> JOB: Reproduce all of the material below, substituting "Label" for every occurrence of "Target" and leaving everything else unchanged.

**** RECORDS TO PROCESS

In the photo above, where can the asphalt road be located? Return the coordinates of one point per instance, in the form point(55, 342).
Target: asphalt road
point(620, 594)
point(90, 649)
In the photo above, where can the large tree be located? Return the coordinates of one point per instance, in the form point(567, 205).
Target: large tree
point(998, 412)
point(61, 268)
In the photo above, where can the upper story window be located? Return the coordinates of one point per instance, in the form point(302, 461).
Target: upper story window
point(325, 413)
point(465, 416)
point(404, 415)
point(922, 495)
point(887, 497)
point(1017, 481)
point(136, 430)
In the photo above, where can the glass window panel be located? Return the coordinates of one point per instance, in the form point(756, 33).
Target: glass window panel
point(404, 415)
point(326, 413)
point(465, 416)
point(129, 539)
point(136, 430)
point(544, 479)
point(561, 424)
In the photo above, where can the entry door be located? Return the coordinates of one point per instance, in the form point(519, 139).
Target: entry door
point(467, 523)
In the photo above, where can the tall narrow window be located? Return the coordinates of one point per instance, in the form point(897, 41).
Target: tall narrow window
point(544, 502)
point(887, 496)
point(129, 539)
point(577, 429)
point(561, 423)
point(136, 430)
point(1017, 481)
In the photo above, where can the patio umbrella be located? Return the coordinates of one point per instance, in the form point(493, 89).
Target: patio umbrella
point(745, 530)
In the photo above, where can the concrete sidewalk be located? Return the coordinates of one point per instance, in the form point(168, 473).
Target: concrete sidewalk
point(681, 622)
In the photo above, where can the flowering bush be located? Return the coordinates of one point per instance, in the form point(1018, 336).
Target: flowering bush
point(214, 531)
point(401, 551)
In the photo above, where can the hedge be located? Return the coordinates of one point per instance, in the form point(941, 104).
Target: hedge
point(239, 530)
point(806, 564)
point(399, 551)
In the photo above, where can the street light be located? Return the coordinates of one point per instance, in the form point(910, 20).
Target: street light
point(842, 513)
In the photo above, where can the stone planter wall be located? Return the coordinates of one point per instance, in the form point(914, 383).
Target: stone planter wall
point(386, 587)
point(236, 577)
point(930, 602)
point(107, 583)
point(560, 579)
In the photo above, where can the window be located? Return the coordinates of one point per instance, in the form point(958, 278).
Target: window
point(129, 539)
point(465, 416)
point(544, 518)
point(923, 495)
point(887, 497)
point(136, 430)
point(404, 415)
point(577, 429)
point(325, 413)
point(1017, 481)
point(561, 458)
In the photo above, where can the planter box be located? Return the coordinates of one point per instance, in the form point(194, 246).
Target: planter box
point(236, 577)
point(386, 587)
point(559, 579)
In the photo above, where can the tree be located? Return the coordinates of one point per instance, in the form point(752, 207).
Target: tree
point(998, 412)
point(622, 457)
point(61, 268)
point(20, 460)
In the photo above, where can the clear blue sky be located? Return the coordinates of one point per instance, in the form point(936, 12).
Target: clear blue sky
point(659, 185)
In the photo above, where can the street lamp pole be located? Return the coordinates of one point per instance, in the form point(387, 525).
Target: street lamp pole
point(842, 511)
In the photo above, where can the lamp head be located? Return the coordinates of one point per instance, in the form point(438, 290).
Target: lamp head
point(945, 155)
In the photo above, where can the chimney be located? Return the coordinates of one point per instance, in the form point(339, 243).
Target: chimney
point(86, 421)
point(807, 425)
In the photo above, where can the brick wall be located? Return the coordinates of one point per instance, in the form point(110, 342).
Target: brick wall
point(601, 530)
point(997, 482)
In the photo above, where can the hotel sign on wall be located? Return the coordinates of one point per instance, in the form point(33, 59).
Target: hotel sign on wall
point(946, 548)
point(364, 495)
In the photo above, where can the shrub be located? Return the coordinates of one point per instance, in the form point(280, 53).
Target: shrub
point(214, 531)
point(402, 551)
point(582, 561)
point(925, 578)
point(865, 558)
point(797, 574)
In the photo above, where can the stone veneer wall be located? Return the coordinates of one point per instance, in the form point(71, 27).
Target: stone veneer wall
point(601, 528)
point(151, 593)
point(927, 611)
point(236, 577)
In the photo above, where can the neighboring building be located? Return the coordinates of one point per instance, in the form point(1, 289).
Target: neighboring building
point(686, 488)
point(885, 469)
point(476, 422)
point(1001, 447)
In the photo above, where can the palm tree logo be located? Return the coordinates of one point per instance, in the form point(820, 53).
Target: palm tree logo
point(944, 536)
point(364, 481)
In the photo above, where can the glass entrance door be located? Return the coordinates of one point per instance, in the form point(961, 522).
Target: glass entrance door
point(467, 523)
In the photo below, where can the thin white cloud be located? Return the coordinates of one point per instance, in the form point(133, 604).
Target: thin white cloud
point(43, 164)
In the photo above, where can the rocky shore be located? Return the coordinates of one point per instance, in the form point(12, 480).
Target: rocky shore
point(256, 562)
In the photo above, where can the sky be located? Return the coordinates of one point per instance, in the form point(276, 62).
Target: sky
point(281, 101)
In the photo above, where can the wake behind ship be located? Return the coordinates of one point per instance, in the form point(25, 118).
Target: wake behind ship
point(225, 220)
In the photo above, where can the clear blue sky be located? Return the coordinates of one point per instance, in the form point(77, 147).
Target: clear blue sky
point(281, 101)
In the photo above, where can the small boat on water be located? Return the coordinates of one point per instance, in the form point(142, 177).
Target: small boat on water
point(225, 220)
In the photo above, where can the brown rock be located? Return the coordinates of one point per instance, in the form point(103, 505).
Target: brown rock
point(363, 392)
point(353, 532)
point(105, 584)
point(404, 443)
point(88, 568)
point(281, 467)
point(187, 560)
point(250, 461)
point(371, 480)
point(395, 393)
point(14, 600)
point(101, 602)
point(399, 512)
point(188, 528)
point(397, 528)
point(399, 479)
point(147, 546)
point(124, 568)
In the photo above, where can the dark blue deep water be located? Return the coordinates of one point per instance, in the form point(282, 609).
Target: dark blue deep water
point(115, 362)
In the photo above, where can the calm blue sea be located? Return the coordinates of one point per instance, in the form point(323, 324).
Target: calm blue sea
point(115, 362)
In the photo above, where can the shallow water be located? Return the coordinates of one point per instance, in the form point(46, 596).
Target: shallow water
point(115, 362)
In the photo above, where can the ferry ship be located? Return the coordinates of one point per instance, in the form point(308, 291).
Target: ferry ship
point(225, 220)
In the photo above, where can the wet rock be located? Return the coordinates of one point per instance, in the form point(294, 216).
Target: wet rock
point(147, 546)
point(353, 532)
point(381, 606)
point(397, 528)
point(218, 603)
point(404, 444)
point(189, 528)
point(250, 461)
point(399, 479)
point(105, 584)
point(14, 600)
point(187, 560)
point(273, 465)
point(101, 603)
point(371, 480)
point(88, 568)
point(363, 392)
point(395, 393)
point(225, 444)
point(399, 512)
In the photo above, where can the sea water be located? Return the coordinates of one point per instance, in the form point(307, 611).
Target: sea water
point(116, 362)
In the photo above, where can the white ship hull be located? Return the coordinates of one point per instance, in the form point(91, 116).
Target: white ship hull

********

> SOLUTION TO THIS TASK:
In the photo above, where can the asphalt road be located? Return the coordinates of one point per instance, in the form point(55, 342).
Label: asphalt road
point(620, 594)
point(90, 649)
In the photo above, where can the large tree be located? Return the coordinates of one point per instance, in the form point(567, 205).
Label: large tree
point(998, 412)
point(61, 268)
In the photo above, where can the upper story window be located? Return the coordinates of one point per instance, in the form point(302, 461).
Label: upper story window
point(325, 413)
point(465, 416)
point(404, 415)
point(922, 495)
point(887, 497)
point(1017, 481)
point(136, 430)
In the photo above, where can the glass window panel be located? Return the coordinates of one point per instance, in the form point(756, 33).
Label: glass window panel
point(404, 415)
point(326, 413)
point(465, 416)
point(129, 539)
point(136, 430)
point(544, 479)
point(561, 424)
In the photo above, where can the entry door be located? Return the coordinates of one point per instance, in the form point(519, 139).
Label: entry door
point(467, 523)
In the photo above, where can the tall narrow window be located? Return the coordinates of one point per instance, in the form point(897, 41).
Label: tall narrow window
point(544, 502)
point(887, 496)
point(129, 539)
point(577, 429)
point(561, 423)
point(136, 430)
point(1017, 481)
In the photo above, where can the patio umbrella be located? Return the coordinates of one point per instance, in the form point(493, 89).
Label: patio umbrella
point(745, 530)
In the photo above, where can the concrete sidewalk be located? Return the coordinates of one point per instance, in the form point(168, 473).
Label: concrete sidewalk
point(681, 622)
In the photo above, where can the flowering bush be located? Return the coordinates of one point per instance, in the form point(1018, 336).
Label: flowering bush
point(214, 531)
point(401, 551)
In the photo above, where can the hedge be located? Return the coordinates of one point per instance, in the form point(941, 104).
Label: hedge
point(239, 530)
point(806, 564)
point(399, 551)
In the photo above, where can the street light be located? Return the coordinates of one point per instance, in the form point(910, 20).
Label: street light
point(842, 513)
In the photo above, where can the stone planter wall be located? Return the coordinates of one point per instance, in the form point(914, 383).
Label: stone planter wall
point(386, 587)
point(236, 577)
point(930, 602)
point(107, 583)
point(560, 579)
In the photo above, where can the window be located? Return the coordinates of one point per instance, in the form point(958, 278).
Label: window
point(129, 539)
point(465, 416)
point(544, 518)
point(923, 495)
point(887, 497)
point(136, 430)
point(404, 415)
point(577, 429)
point(325, 413)
point(1017, 481)
point(561, 458)
In the photo above, where can the planter box be located? Return the coordinates of one point per instance, in the form point(194, 246).
Label: planter box
point(236, 577)
point(386, 587)
point(559, 579)
In the photo above, where can the tree be located? Return the coordinates of one point per instance, in the form point(752, 207).
Label: tree
point(998, 412)
point(622, 457)
point(61, 268)
point(20, 460)
In the photo above, where can the clear blue sky be located? Return the coordinates of one point per instance, in the form point(936, 12).
Label: clear blue sky
point(659, 185)
In the photo above, where can the street lamp pole be located? Return the coordinates of one point per instance, in the form point(387, 525).
Label: street lamp pole
point(842, 511)
In the photo above, where can the lamp head be located? Return the coordinates of one point per instance, in the form point(438, 290).
Label: lamp head
point(945, 155)
In the photo above, where can the chimney be located? Return the coordinates of one point per instance, in the form point(339, 243).
Label: chimney
point(86, 421)
point(807, 425)
In the photo above, where can the brick wall be located? Return the coordinates of one point per instance, in the form point(110, 342).
Label: brick wall
point(601, 530)
point(997, 482)
In the photo above, where can the hotel sign on wall be located? Return the coordinates of one point per instance, in the form point(33, 59).
Label: hotel sign on wall
point(946, 548)
point(364, 495)
In the photo above, where can the shrub be located? Return the coordinates of one point per instance, in the form point(280, 53).
Label: shrub
point(214, 531)
point(402, 551)
point(582, 561)
point(925, 578)
point(865, 558)
point(797, 574)
In the photo above, where can the stone veneer wall be located? Return the coordinates of one point per instance, in the form point(71, 27).
Label: stone veneer wall
point(601, 528)
point(151, 593)
point(927, 611)
point(236, 577)
In the photo above, where can the neighboring building be located? Return the coordinates of one point per instance, in the form point(1, 289).
Label: neighboring building
point(686, 488)
point(885, 469)
point(476, 422)
point(1001, 447)
In the photo above, where can the palm tree logo be located? Return the coordinates of one point per instance, in the form point(820, 53).
Label: palm tree logo
point(944, 536)
point(364, 481)
In the photo above, where can the glass entrance door be located? Return the coordinates of one point per instance, in the form point(961, 522).
Label: glass entrance door
point(467, 523)
In the photo below, where can the thin white cloud be located? Return the coordinates of one point per instance, in the form point(133, 604).
Label: thin white cloud
point(43, 164)
In the photo above, where can the rocky shore be located? Return the coordinates of one point per instance, in the form point(12, 480).
Label: rocky shore
point(256, 562)
In the photo above, where can the sky be located? Return the coordinates of one point per instance, in the form point(276, 62).
Label: sky
point(281, 101)
In the photo above, where can the wake behind ship be located? Return the coordinates of one point per instance, in the form point(25, 118).
Label: wake behind ship
point(225, 220)
In the photo above, where can the clear blue sky be located? Return the coordinates of one point per instance, in the form point(77, 147).
Label: clear blue sky
point(281, 101)
In the photo above, where can the small boat on water be located? Return the coordinates of one point per instance, in the form point(142, 177).
Label: small boat on water
point(225, 220)
In the photo above, where can the brown rock be located? Return the coordinates of one point per instance, in the form point(103, 505).
Label: brown rock
point(363, 392)
point(353, 532)
point(105, 584)
point(404, 443)
point(88, 568)
point(281, 467)
point(187, 560)
point(250, 461)
point(371, 480)
point(395, 393)
point(14, 600)
point(101, 602)
point(399, 512)
point(188, 528)
point(397, 528)
point(399, 479)
point(147, 546)
point(124, 568)
In the photo above, where can the dark blue deep water be located? Return the coordinates of one point per instance, in the form point(282, 609).
Label: dark blue deep water
point(115, 362)
In the photo above, where can the calm blue sea be located? Return the coordinates of one point per instance, in the form point(323, 324).
Label: calm blue sea
point(115, 362)
In the photo above, where can the shallow water be located? Return the coordinates of one point per instance, in the form point(46, 596).
Label: shallow water
point(115, 362)
In the photo above, where can the ferry ship be located? Return the coordinates of one point per instance, in the form point(308, 291).
Label: ferry ship
point(225, 220)
In the photo above, where can the wet rock be located? Return the coordinates of one point per instance, in the form point(294, 216).
Label: wet rock
point(147, 546)
point(353, 532)
point(381, 606)
point(397, 528)
point(218, 603)
point(404, 444)
point(189, 528)
point(250, 461)
point(399, 479)
point(105, 584)
point(14, 600)
point(187, 560)
point(273, 465)
point(101, 603)
point(371, 480)
point(88, 568)
point(363, 392)
point(395, 393)
point(225, 444)
point(399, 512)
In the photo above, where can the sea water be located? Return the coordinates of one point per instance, in the form point(307, 611).
Label: sea water
point(116, 362)
In the photo above, where can the white ship hull be located? Return the coordinates of one point per instance, in the form point(91, 116).
Label: white ship hull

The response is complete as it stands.